═════ DATA SUPPLIED
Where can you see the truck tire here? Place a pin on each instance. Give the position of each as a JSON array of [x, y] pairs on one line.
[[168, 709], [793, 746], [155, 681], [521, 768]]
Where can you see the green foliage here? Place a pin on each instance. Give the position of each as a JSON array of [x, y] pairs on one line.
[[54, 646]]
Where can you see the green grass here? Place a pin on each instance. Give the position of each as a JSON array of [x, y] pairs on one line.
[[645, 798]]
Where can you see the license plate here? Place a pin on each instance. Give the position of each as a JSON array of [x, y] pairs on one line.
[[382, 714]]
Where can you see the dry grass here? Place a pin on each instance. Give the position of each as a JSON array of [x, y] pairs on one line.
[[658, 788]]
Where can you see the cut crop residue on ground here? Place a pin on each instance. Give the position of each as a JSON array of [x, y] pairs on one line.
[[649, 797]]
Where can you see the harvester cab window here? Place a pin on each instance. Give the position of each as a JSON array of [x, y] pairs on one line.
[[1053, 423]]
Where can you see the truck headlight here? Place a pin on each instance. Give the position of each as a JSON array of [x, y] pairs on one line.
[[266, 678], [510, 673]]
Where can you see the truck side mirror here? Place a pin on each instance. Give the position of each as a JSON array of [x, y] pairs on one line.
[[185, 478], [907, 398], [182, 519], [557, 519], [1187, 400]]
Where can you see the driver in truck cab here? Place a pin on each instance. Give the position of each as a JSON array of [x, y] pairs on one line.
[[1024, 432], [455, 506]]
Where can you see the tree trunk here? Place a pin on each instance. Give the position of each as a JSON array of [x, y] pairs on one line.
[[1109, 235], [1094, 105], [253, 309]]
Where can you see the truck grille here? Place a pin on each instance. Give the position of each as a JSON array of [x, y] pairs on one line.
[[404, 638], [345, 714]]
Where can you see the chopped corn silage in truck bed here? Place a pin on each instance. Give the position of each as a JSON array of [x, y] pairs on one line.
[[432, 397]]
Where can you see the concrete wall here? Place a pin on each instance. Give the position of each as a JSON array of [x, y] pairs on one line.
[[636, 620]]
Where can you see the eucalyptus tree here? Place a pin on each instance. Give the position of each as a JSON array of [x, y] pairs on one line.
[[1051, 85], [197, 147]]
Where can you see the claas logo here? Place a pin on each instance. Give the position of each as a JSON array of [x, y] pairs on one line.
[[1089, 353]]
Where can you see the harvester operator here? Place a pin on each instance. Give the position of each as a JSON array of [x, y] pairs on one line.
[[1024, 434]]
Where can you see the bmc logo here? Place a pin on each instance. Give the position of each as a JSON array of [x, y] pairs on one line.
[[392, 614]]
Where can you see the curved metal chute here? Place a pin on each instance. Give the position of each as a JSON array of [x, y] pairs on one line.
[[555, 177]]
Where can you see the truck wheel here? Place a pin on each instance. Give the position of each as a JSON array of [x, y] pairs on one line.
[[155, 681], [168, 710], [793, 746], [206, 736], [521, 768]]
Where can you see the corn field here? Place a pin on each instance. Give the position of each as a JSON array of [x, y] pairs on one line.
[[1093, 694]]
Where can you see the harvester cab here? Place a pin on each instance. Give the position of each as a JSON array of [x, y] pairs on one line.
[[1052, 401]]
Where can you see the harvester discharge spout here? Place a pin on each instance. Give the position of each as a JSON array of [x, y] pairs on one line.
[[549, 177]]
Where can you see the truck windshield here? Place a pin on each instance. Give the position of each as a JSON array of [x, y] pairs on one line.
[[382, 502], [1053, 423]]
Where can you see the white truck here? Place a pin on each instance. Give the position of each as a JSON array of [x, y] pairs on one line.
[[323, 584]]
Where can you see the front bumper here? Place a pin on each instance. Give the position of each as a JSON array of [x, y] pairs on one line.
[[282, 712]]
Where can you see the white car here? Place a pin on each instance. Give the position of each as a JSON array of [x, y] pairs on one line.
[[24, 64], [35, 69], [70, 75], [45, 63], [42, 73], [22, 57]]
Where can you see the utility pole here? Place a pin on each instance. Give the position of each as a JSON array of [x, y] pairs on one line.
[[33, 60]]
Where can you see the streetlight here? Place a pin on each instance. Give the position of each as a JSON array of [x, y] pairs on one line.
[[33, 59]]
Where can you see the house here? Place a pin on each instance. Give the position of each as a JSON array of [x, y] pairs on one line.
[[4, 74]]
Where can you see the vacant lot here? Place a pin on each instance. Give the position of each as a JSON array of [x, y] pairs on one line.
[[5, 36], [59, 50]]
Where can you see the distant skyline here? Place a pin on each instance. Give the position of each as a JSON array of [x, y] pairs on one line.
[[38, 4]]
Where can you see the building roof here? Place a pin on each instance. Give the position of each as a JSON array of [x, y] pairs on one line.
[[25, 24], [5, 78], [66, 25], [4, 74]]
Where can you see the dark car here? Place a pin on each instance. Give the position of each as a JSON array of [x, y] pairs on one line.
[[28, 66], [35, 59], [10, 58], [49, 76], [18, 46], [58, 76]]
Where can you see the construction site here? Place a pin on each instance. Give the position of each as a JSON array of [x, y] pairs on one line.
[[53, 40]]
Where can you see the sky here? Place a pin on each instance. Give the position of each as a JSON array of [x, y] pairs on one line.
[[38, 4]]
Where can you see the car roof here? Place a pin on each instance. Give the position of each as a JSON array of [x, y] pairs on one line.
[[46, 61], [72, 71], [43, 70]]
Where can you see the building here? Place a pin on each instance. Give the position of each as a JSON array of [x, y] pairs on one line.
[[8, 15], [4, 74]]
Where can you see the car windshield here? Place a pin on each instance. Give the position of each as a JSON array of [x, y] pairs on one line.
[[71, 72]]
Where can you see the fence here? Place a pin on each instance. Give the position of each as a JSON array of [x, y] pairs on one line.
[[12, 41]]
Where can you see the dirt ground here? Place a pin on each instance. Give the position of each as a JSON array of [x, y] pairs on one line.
══════════
Write out the data exactly as it stands.

- [RESPONSE BOX]:
Where can you see the truck tire here? Place a pin on each instance. Give the position of each as a JSON array of [x, y] pairs on one line.
[[168, 709], [793, 746], [155, 681], [521, 768]]
Where can you see the green foliage here? Place a pin on each instance. Give the position of each as a JSON array of [x, y] pairs on one line.
[[54, 646]]
Where can you see the green grass here? Place a pin on each instance. Give the position of each as a JSON array of [x, y] pairs on one line.
[[645, 798]]
Where can you see the license plate here? Place a pin on each instance. Give the position of each as a JSON array of [x, y] pairs on one line.
[[382, 714]]
Where can you see the dry grass here? Place a pin on each instance. Give the position of each as a JSON array of [x, y] pairs on one line.
[[658, 788]]
Where can you see the cut crop residue on ground here? Place a pin on each instance. Give the position of each as a JSON array of [x, y] pairs on one line.
[[649, 797]]
Where can you see the harvester cab window here? Place a pin on each instance. Give the position of each as a JSON array of [x, y] pairs on one line.
[[1053, 423]]
Where can you see the truck headlight here? Place a pin on each instance. Give the position of each as a JSON array of [x, y] pairs on one line.
[[266, 678], [510, 673]]
Where can you see the truck side mirror here? Place a pin on each instance. Give the position of each as a JSON array of [x, y] pairs on one line.
[[185, 478], [907, 398], [182, 519], [557, 519], [1187, 400]]
Where can you see the driver in truck cab here? Place a pin on each instance. Give the position of each as a JSON array of [x, y] pairs on one line.
[[1024, 432], [455, 506]]
Where can you see the tree trunk here? Place a pin on each instance. Give the position of each as a JSON array of [x, y] pairs on one line.
[[1109, 235], [1094, 105], [253, 309]]
Where can you see the truck grille here? Place a pin on each instance. Give the position of each as a JSON array of [x, y] pairs on one line.
[[404, 638], [345, 714]]
Where can you see the chopped corn silage in truck bed here? Place a pin on each instance. Give the position of each as a JSON array of [x, y] pairs on one line.
[[432, 397]]
Where can you see the concrete wall here? Place a pin on each instance. Give the position of each as a JSON array of [x, y] pairs on one line.
[[636, 620]]
Where can you see the eucalyptus tree here? Place a pin on each instance. Give the position of each as a JSON array of [x, y] pairs on one line.
[[1051, 85], [197, 147]]
Where can you see the claas logo here? Place a pin on each instance. Give the position of each as a JSON array of [x, y] pairs on one line.
[[1089, 353]]
Where can you see the harvester operator here? Place a pin on each instance. Give the position of each as a JSON array of [x, y] pairs on one line.
[[1024, 434]]
Where can you see the bmc logo here? Place a pin on each instance. Give the position of each as a JSON array of [x, y] pairs on one line.
[[392, 614]]
Where can you see the curved metal chute here? Place a pin on each instance. Give the position of each as a JSON array of [x, y] pairs on one line.
[[555, 177]]
Where can you see the truck wheel here? Place a pin on each instance. Give the position of each as a JSON array of [x, y] pairs on one line.
[[155, 681], [168, 710], [793, 746], [206, 736], [521, 768]]
Where can you see the corn field here? Place a pin on each instance. Give the position of each as a JSON array of [x, y] pairs on one line.
[[1093, 694]]
Where can you see the harvester cab here? Place a pin on each instance. Give the position of each as a JSON array of [x, y] pairs on one line.
[[1052, 401]]
Where can you see the harvester discharge spout here? Place a pin on each instance. Give the position of each as a JSON array of [x, y] pairs on one line.
[[549, 177]]
Where can you see the truck windshield here? Place a pin on each instance. Give the position of each as a JSON array of [x, y] pairs on one line.
[[382, 502], [1053, 423]]
Where can you see the white truck here? Place a pin on each instance. Give the position of each as a JSON array of [x, y] pairs on one line.
[[323, 584]]
Where can you see the front bumper here? Place a pin on each instance. Give the position of each as a JSON array of [x, y] pairs on one line.
[[282, 712]]
Where can you see the white car here? Place a pin on each instance. Give the position of each as a JSON array of [x, y] pairs on one line.
[[24, 64], [35, 69], [70, 75], [45, 63], [42, 73], [22, 57]]
Where can you see the utility pole here? Place a pin on each instance. Give the position of each as a JSON array of [x, y] pairs on one line.
[[33, 60]]
Where can you see the streetlight here? Place a pin on each instance. Give the position of each as a JSON array of [x, y] pairs on one line.
[[33, 59]]
Where can you see the house here? Place a pin on each instance. Give the position of each as a JSON array of [x, y] pairs on one line.
[[4, 74]]
Where can you see the vacant lot here? Place a pin on each instance. Give the position of each as a JSON array of [x, y] pairs on one line.
[[5, 36], [59, 50]]
Where can you see the distant skyline here? Place a pin on each instance. Give the position of each as a JSON array of [x, y] pairs on one line.
[[38, 4]]
Where can you see the building roof here? Place a pin on each instance. Give the position of each as a JSON array of [x, y] pairs on one line.
[[25, 24], [5, 78], [66, 25], [4, 74]]
Where can you see the dark car here? Place a pin on each instance. Give the position of each as a JSON array of [x, y] pairs on one line.
[[28, 66], [35, 59], [10, 58], [49, 76], [18, 46], [58, 76]]
Where can you see the construction site here? Place a pin on each instance. Give the position of each as a JSON array of [x, y] pairs on one line.
[[53, 40]]
Where can you see the sky here? Place a pin on each instance. Give the position of each as a JSON array of [x, y] pairs on one line.
[[38, 4]]
Where can you see the car roof here? Place a pin on each instance. Give the position of each as a JSON array of [x, y] pairs on one line.
[[46, 61], [72, 71], [43, 70]]
Where can you see the building here? Place a pin on each instance. Give the position of each as a JSON array of [x, y] pairs on one line.
[[8, 15], [4, 74]]
Where can you see the car windshield here? Place a pin on each instance. Give the position of each as a JSON array of [x, y] pairs on one line.
[[71, 72]]
Where can you see the fence here? Place a pin on each instance. Give the position of each as a JSON array of [x, y] pairs on one line.
[[12, 41]]
Where can you see the dirt ground here? Place a pin on each instance. Give the position of each as a JSON array of [x, y] pairs on one line.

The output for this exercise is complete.